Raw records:
-- START --

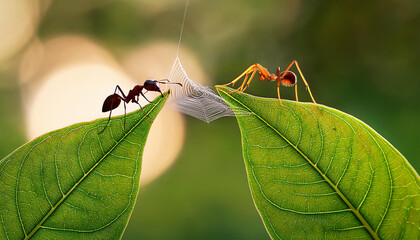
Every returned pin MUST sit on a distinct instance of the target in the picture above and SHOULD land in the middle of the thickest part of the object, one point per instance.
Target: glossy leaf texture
(318, 173)
(74, 183)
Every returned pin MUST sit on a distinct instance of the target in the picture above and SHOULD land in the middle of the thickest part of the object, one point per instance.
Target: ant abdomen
(289, 79)
(151, 85)
(111, 102)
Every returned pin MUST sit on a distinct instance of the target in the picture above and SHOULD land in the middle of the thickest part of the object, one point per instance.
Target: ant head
(288, 79)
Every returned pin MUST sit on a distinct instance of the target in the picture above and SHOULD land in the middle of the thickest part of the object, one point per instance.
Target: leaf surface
(74, 183)
(315, 172)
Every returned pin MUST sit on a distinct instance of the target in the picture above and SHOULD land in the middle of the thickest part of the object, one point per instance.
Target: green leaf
(315, 172)
(73, 183)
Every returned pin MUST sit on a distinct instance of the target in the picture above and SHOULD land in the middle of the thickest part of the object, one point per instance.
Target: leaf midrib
(336, 189)
(39, 225)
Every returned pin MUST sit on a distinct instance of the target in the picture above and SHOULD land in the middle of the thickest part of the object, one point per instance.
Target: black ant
(114, 100)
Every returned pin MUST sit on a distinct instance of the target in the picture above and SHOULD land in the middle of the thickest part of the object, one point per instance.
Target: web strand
(195, 99)
(182, 26)
(192, 98)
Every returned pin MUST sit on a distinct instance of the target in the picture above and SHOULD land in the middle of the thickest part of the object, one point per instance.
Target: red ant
(286, 78)
(114, 100)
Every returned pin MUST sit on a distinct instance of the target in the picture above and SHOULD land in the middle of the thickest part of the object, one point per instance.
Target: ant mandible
(114, 100)
(286, 78)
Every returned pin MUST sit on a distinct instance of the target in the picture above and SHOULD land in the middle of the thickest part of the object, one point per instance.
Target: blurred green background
(362, 57)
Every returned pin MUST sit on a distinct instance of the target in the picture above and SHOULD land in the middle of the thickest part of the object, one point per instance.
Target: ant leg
(249, 81)
(246, 72)
(303, 78)
(240, 88)
(109, 118)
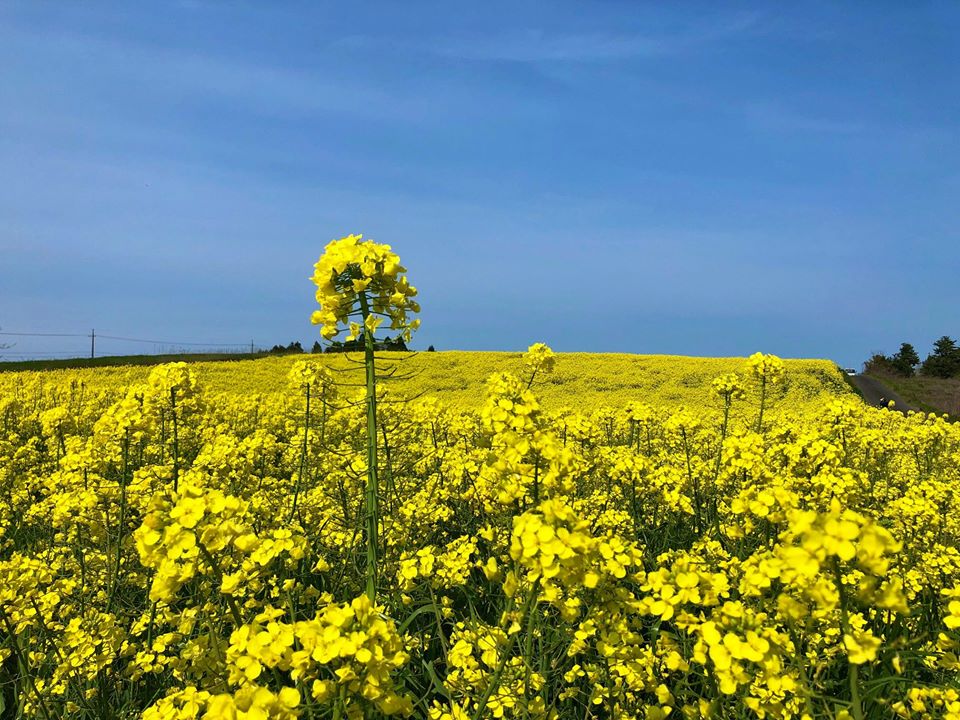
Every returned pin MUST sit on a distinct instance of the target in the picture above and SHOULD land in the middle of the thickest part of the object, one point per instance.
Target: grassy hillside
(581, 380)
(940, 395)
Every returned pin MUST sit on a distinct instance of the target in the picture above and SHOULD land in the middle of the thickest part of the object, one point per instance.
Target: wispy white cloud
(536, 45)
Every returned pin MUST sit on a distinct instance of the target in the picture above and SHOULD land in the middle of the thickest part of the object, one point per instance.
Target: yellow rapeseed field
(535, 536)
(457, 378)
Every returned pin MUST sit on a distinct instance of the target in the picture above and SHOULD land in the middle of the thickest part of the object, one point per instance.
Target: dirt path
(873, 391)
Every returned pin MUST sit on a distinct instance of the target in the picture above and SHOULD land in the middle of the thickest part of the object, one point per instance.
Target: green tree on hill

-- END --

Short task
Gather every line in the records above that contains the word "leaf", and copy each one out.

Answer to the task
Target: glossy leaf texture
Target: leaf surface
Target: green leaf
Target: leaf midrib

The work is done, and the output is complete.